**WHAT THE EXERCISE ASKS**
From the records below, copy out exactly the lines from the one containing "254, row 117." to the one containing "595, row 322.", both included. Add nothing else.
EXERCISE DATA section start
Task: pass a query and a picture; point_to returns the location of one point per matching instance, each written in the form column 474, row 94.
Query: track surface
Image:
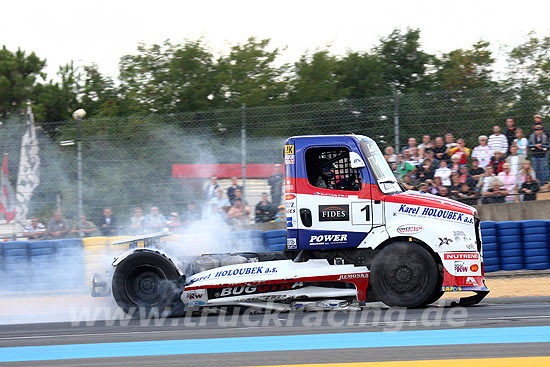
column 372, row 319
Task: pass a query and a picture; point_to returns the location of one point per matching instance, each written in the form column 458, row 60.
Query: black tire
column 146, row 282
column 405, row 275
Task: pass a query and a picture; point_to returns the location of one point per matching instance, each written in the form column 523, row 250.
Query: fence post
column 396, row 120
column 243, row 143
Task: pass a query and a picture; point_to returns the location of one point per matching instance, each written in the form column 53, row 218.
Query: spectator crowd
column 506, row 166
column 228, row 205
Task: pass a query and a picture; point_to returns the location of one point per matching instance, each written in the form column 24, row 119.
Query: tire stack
column 510, row 247
column 275, row 240
column 491, row 260
column 249, row 241
column 15, row 264
column 535, row 244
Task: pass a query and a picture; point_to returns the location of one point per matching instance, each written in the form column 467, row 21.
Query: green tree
column 360, row 75
column 315, row 79
column 405, row 63
column 248, row 74
column 19, row 75
column 465, row 69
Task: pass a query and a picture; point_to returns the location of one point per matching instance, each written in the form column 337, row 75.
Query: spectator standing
column 265, row 211
column 476, row 171
column 107, row 224
column 173, row 223
column 411, row 144
column 155, row 221
column 498, row 141
column 525, row 171
column 497, row 161
column 440, row 149
column 210, row 188
column 426, row 143
column 234, row 186
column 529, row 189
column 137, row 221
column 455, row 163
column 444, row 173
column 219, row 204
column 510, row 132
column 464, row 176
column 449, row 141
column 487, row 180
column 466, row 195
column 483, row 152
column 495, row 194
column 390, row 157
column 58, row 227
column 521, row 142
column 425, row 170
column 509, row 182
column 35, row 230
column 461, row 150
column 238, row 213
column 404, row 167
column 275, row 181
column 538, row 145
column 515, row 161
column 87, row 228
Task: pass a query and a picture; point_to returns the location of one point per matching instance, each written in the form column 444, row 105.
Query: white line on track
column 249, row 327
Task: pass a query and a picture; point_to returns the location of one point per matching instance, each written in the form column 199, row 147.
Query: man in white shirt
column 483, row 152
column 498, row 141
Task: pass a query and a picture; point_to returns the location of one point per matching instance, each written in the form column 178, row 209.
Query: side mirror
column 356, row 160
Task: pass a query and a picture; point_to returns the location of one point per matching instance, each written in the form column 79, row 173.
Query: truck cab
column 344, row 204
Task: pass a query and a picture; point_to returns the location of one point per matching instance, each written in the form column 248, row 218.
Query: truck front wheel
column 404, row 274
column 146, row 282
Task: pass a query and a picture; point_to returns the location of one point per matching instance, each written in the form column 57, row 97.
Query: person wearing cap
column 497, row 161
column 483, row 152
column 509, row 182
column 515, row 160
column 461, row 150
column 498, row 141
column 538, row 146
column 510, row 132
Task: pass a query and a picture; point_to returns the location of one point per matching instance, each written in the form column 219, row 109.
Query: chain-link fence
column 127, row 162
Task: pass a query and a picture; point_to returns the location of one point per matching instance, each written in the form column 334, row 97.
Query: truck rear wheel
column 146, row 283
column 404, row 275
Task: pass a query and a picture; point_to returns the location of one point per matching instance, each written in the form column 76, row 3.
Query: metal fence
column 127, row 161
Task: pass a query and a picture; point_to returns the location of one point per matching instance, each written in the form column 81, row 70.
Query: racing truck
column 353, row 235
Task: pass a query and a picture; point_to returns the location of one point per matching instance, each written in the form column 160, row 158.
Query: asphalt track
column 500, row 330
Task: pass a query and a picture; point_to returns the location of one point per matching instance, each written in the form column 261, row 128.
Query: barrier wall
column 69, row 263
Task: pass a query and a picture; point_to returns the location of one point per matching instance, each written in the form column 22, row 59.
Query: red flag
column 6, row 194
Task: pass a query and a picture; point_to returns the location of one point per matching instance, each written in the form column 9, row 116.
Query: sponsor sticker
column 417, row 211
column 250, row 289
column 353, row 276
column 291, row 244
column 289, row 149
column 410, row 229
column 460, row 267
column 328, row 239
column 448, row 288
column 461, row 256
column 333, row 213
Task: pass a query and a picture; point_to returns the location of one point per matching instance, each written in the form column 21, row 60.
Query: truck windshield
column 380, row 168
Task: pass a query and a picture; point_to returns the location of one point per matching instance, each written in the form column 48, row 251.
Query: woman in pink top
column 509, row 182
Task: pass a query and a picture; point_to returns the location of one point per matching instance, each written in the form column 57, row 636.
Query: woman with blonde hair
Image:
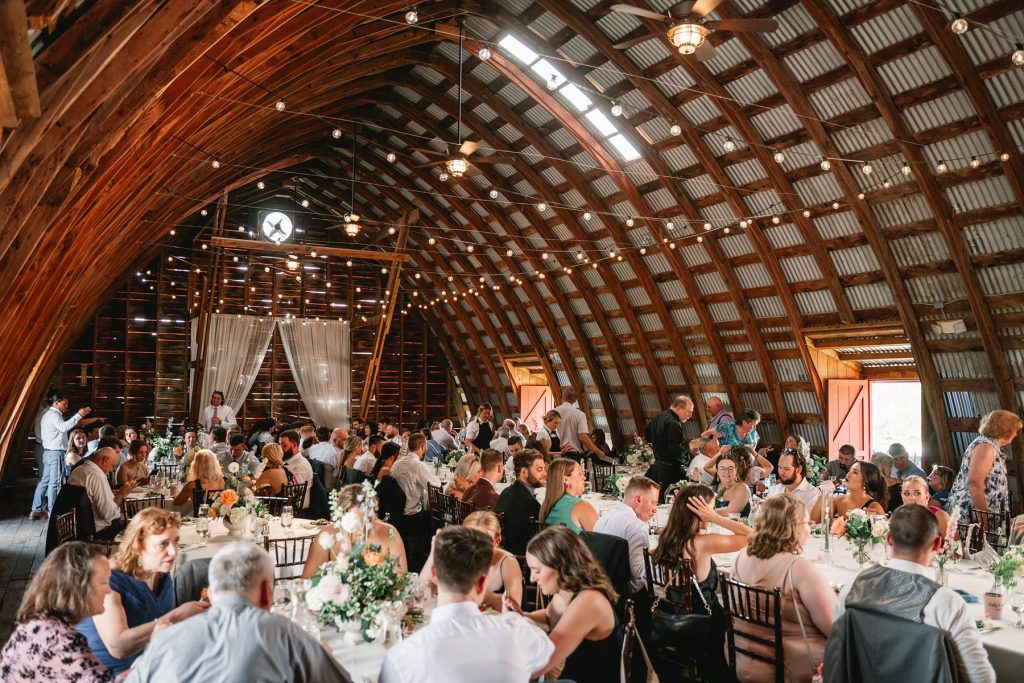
column 580, row 617
column 333, row 542
column 274, row 476
column 467, row 471
column 204, row 475
column 981, row 481
column 562, row 504
column 505, row 573
column 772, row 559
column 70, row 586
column 141, row 598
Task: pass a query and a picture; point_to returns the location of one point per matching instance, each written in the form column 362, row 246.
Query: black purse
column 672, row 625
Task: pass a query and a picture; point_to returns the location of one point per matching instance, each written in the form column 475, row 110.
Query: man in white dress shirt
column 53, row 435
column 792, row 467
column 460, row 644
column 913, row 536
column 218, row 414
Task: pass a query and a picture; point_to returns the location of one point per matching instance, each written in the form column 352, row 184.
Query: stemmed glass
column 287, row 516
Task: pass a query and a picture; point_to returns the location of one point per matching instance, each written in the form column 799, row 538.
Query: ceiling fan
column 688, row 30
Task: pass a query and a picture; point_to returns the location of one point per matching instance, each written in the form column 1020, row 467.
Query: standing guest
column 141, row 600
column 460, row 644
column 717, row 413
column 53, row 433
column 867, row 492
column 665, row 433
column 793, row 479
column 334, row 543
column 628, row 519
column 902, row 467
column 772, row 559
column 135, row 467
column 838, row 468
column 982, row 482
column 686, row 538
column 217, row 413
column 940, row 481
column 237, row 454
column 91, row 474
column 467, row 471
column 482, row 496
column 238, row 639
column 517, row 503
column 902, row 588
column 562, row 504
column 480, row 430
column 580, row 616
column 572, row 429
column 70, row 586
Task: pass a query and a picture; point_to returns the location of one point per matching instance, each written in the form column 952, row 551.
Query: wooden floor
column 22, row 542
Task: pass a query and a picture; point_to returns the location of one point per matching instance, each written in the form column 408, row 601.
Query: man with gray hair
column 237, row 640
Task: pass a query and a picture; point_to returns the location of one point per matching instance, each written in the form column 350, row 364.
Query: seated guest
column 562, row 504
column 517, row 503
column 867, row 491
column 940, row 481
column 902, row 589
column 204, row 475
column 505, row 574
column 793, row 479
column 237, row 454
column 91, row 474
column 914, row 492
column 460, row 643
column 772, row 559
column 466, row 474
column 482, row 496
column 339, row 542
column 70, row 586
column 685, row 537
column 238, row 636
column 273, row 478
column 141, row 600
column 580, row 616
column 135, row 467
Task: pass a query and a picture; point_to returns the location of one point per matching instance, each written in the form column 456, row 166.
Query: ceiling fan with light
column 688, row 30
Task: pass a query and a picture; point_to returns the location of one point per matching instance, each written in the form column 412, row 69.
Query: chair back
column 745, row 606
column 131, row 506
column 289, row 554
column 67, row 526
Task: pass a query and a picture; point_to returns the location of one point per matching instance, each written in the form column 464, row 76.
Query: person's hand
column 186, row 609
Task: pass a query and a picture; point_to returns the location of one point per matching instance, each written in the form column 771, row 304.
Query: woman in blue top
column 141, row 598
column 562, row 504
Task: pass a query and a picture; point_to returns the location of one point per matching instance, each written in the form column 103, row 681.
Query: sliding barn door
column 849, row 417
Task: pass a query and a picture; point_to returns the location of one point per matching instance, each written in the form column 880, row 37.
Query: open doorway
column 896, row 416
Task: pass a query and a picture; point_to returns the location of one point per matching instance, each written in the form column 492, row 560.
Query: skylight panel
column 518, row 50
column 601, row 122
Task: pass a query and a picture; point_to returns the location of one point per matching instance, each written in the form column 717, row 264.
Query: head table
column 363, row 660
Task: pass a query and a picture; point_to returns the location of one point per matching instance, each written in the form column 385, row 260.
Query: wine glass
column 287, row 516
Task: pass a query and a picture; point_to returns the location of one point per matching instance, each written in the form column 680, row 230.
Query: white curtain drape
column 233, row 355
column 318, row 354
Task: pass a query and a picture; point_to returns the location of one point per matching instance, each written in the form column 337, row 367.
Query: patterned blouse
column 50, row 650
column 996, row 484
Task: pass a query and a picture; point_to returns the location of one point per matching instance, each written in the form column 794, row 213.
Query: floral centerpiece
column 858, row 527
column 363, row 584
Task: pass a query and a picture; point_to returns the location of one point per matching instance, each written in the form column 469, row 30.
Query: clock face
column 276, row 226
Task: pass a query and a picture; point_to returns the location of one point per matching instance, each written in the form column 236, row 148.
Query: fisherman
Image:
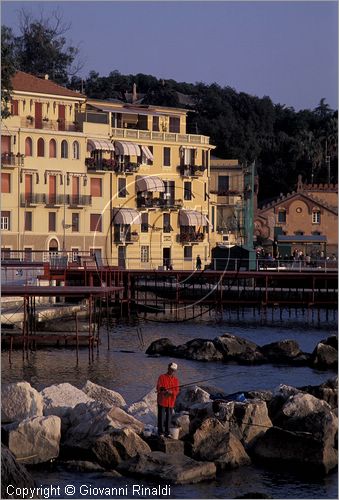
column 167, row 389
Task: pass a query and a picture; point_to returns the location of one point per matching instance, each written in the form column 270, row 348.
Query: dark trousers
column 164, row 419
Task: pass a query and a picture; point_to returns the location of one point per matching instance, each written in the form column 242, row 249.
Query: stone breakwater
column 232, row 349
column 93, row 429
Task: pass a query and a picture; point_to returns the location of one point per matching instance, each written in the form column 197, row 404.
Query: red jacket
column 170, row 383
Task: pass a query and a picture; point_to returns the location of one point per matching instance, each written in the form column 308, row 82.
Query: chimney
column 134, row 93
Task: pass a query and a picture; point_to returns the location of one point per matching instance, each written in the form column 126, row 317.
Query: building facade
column 122, row 180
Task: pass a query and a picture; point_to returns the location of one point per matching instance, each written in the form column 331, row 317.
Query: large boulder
column 212, row 442
column 283, row 351
column 279, row 446
column 117, row 446
column 325, row 354
column 19, row 401
column 190, row 396
column 238, row 349
column 13, row 475
column 60, row 399
column 35, row 440
column 103, row 395
column 161, row 347
column 146, row 409
column 306, row 413
column 173, row 468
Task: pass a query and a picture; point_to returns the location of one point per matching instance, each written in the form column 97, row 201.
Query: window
column 41, row 147
column 52, row 221
column 167, row 157
column 122, row 192
column 28, row 147
column 96, row 187
column 167, row 223
column 282, row 216
column 52, row 148
column 155, row 127
column 75, row 222
column 96, row 223
column 174, row 125
column 5, row 183
column 5, row 221
column 144, row 222
column 144, row 253
column 76, row 150
column 223, row 183
column 316, row 217
column 187, row 190
column 28, row 221
column 64, row 149
column 188, row 253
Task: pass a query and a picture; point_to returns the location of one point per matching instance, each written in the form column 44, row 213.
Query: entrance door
column 166, row 257
column 122, row 257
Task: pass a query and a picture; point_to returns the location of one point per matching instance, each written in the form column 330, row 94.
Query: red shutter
column 5, row 183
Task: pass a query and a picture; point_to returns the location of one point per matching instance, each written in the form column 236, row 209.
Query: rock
column 145, row 410
column 306, row 413
column 60, row 399
column 172, row 469
column 202, row 350
column 189, row 396
column 118, row 446
column 212, row 442
column 162, row 347
column 238, row 349
column 281, row 351
column 103, row 395
column 300, row 449
column 20, row 401
column 13, row 473
column 36, row 440
column 324, row 356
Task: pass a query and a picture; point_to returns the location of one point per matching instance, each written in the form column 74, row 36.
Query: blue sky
column 286, row 50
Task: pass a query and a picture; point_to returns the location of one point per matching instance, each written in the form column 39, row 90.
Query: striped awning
column 147, row 153
column 99, row 144
column 127, row 148
column 126, row 216
column 150, row 183
column 192, row 218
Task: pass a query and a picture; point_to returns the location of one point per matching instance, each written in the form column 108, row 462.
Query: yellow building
column 125, row 181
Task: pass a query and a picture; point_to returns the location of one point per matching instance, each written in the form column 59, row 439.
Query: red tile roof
column 29, row 83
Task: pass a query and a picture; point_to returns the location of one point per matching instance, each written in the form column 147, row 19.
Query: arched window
column 76, row 150
column 52, row 148
column 64, row 149
column 28, row 147
column 41, row 147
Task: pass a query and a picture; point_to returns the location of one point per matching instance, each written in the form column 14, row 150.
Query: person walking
column 167, row 391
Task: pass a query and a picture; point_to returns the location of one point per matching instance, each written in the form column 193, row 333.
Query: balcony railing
column 192, row 170
column 190, row 237
column 10, row 159
column 119, row 133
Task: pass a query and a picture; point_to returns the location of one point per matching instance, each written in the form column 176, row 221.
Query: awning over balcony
column 192, row 218
column 126, row 216
column 127, row 148
column 147, row 153
column 149, row 183
column 102, row 145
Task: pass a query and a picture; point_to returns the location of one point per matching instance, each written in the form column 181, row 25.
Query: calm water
column 133, row 374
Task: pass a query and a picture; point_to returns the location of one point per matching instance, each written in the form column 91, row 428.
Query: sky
column 285, row 50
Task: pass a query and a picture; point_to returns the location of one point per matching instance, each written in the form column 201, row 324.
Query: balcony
column 191, row 237
column 120, row 133
column 192, row 170
column 12, row 160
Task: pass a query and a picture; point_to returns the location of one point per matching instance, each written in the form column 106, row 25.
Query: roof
column 25, row 82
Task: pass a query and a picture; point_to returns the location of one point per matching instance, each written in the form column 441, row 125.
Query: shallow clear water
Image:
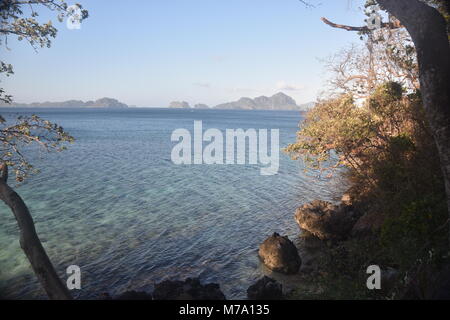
column 116, row 205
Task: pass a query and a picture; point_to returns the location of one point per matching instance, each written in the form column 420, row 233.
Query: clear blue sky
column 148, row 53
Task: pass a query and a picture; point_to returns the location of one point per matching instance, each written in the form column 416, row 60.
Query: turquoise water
column 115, row 205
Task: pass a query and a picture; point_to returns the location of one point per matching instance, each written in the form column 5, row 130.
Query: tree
column 17, row 18
column 428, row 29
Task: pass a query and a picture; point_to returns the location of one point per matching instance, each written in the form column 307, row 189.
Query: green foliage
column 393, row 166
column 419, row 226
column 18, row 18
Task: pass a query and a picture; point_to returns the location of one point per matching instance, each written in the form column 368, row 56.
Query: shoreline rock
column 279, row 254
column 325, row 220
column 265, row 289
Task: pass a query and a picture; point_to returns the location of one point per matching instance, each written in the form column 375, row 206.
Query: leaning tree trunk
column 30, row 243
column 428, row 31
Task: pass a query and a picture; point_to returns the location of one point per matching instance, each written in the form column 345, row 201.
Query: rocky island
column 279, row 101
column 179, row 105
column 99, row 103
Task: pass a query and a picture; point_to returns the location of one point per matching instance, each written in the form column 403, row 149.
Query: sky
column 151, row 52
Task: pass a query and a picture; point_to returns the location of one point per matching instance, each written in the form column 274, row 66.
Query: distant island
column 279, row 101
column 99, row 103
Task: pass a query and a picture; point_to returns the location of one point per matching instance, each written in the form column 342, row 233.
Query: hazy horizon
column 203, row 52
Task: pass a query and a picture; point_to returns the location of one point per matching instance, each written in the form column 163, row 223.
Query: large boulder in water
column 265, row 289
column 132, row 295
column 280, row 254
column 326, row 220
column 190, row 289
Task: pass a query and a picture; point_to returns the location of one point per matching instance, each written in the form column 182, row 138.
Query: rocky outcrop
column 201, row 106
column 368, row 224
column 326, row 220
column 265, row 289
column 179, row 105
column 280, row 254
column 190, row 289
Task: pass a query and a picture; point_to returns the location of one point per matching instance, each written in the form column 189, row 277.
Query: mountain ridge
column 99, row 103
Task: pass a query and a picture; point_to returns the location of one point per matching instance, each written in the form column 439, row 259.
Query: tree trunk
column 30, row 243
column 428, row 31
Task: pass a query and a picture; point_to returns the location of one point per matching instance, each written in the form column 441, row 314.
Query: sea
column 116, row 205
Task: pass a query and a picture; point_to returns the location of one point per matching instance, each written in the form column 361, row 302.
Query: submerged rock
column 280, row 254
column 190, row 289
column 134, row 295
column 370, row 223
column 265, row 289
column 326, row 220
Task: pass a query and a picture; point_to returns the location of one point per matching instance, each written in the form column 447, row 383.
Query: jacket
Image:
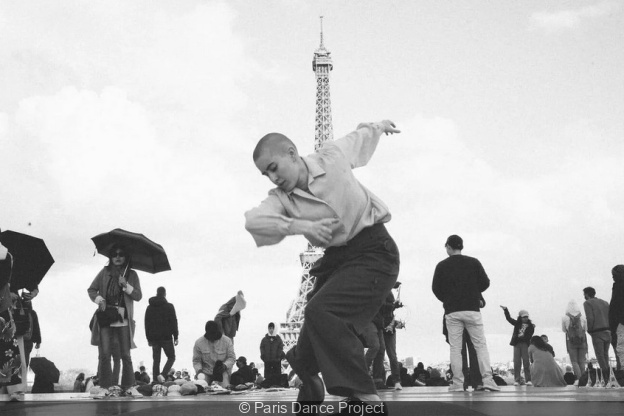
column 98, row 288
column 161, row 322
column 516, row 338
column 458, row 282
column 597, row 314
column 206, row 353
column 271, row 348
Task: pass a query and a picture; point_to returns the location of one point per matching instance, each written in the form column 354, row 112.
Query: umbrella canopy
column 45, row 369
column 31, row 259
column 145, row 254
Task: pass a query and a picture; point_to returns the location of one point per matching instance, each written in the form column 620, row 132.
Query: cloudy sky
column 143, row 115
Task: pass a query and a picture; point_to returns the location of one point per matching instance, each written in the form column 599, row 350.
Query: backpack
column 575, row 331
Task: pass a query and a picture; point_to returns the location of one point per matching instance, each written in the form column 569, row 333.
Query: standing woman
column 115, row 287
column 520, row 340
column 10, row 360
column 575, row 327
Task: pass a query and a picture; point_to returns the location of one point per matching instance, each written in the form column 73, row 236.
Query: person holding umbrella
column 115, row 287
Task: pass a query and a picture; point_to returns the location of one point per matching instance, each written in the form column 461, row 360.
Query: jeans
column 108, row 336
column 390, row 342
column 577, row 355
column 601, row 341
column 521, row 359
column 169, row 349
column 620, row 343
column 352, row 282
column 473, row 323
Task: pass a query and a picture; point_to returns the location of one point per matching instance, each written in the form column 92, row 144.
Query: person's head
column 454, row 245
column 589, row 292
column 539, row 342
column 573, row 308
column 118, row 256
column 277, row 158
column 241, row 362
column 212, row 331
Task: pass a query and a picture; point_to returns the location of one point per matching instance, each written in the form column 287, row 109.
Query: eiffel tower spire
column 323, row 131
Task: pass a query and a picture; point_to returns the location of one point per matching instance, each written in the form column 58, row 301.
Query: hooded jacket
column 271, row 348
column 161, row 322
column 616, row 307
column 517, row 323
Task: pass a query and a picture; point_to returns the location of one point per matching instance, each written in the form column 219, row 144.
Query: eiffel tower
column 323, row 131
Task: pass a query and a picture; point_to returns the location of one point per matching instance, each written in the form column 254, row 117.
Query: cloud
column 569, row 19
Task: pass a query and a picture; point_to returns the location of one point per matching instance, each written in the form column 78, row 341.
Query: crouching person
column 213, row 356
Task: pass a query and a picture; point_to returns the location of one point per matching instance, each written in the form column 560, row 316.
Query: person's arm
column 437, row 285
column 94, row 292
column 484, row 281
column 197, row 356
column 589, row 313
column 268, row 224
column 359, row 145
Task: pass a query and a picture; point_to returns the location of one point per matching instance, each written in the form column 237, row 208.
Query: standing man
column 597, row 314
column 161, row 330
column 319, row 197
column 458, row 282
column 272, row 353
column 616, row 312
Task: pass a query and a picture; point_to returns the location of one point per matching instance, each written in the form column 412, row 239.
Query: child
column 523, row 331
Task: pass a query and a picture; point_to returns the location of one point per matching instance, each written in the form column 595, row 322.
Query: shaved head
column 274, row 142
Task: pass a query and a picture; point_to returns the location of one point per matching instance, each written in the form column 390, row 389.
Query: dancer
column 458, row 282
column 318, row 196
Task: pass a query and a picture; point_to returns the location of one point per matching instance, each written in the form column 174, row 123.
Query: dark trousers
column 157, row 347
column 390, row 341
column 379, row 370
column 352, row 283
column 108, row 336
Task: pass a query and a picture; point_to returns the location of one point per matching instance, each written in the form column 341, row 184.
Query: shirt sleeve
column 358, row 146
column 268, row 223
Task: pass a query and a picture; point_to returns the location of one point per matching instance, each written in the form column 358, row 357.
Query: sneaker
column 456, row 387
column 489, row 385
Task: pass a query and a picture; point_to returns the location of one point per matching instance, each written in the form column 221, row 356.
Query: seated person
column 244, row 374
column 213, row 356
column 545, row 372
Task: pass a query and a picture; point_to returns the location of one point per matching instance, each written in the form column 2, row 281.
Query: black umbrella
column 145, row 254
column 31, row 259
column 44, row 368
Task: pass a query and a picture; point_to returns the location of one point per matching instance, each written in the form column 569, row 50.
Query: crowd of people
column 351, row 307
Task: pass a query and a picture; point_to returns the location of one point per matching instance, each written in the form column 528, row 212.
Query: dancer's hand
column 389, row 127
column 320, row 230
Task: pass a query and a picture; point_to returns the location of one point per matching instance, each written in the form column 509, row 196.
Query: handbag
column 106, row 317
column 23, row 322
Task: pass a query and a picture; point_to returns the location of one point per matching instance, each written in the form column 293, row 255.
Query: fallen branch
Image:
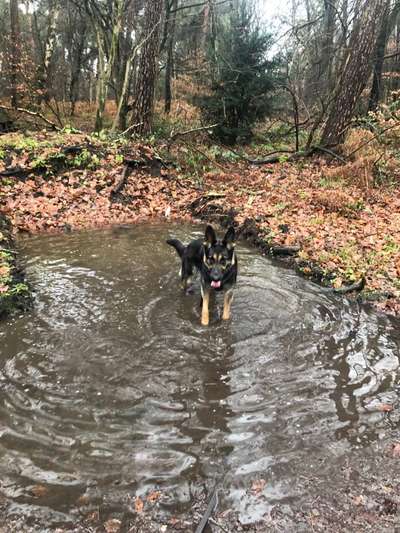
column 15, row 172
column 285, row 250
column 120, row 184
column 205, row 155
column 357, row 286
column 32, row 114
column 329, row 152
column 131, row 128
column 208, row 512
column 187, row 132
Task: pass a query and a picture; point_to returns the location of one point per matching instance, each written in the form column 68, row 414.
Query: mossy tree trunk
column 143, row 108
column 356, row 71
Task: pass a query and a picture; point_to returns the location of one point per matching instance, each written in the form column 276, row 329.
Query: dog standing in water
column 217, row 263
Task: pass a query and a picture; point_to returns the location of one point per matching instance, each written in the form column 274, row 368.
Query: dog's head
column 219, row 256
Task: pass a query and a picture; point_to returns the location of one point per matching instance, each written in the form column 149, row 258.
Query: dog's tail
column 179, row 247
EXERCISE DATA section end
**SOLUTION TO THIS TASK**
Task: pass a query and a picture; point_to returns the location of one point per matching instance, each written in the form column 254, row 117.
Query: cloud
column 569, row 19
Task: pass a query and a picture; point_to returns the location of one point per matching instance, each written in the form column 78, row 341.
Query: crouching person
column 213, row 356
Task: pass a query and a picture; point_to returns the location of one point per matching instance, each written in the form column 560, row 316.
Query: person's arm
column 437, row 285
column 94, row 292
column 484, row 281
column 197, row 356
column 589, row 313
column 268, row 224
column 359, row 145
Task: pass a query and a picture; point_to returns the location of one point per matching instance, each written in the form column 237, row 208.
Query: standing man
column 597, row 314
column 161, row 330
column 319, row 197
column 458, row 282
column 272, row 353
column 616, row 312
Task: pass a query and a picture; point_to returns the location of one point per matching instance, each written in the form column 412, row 239.
Query: child
column 523, row 331
Task: pass a query and a picture; point_to returns the location of one point per matching instance, each written in the form column 595, row 322.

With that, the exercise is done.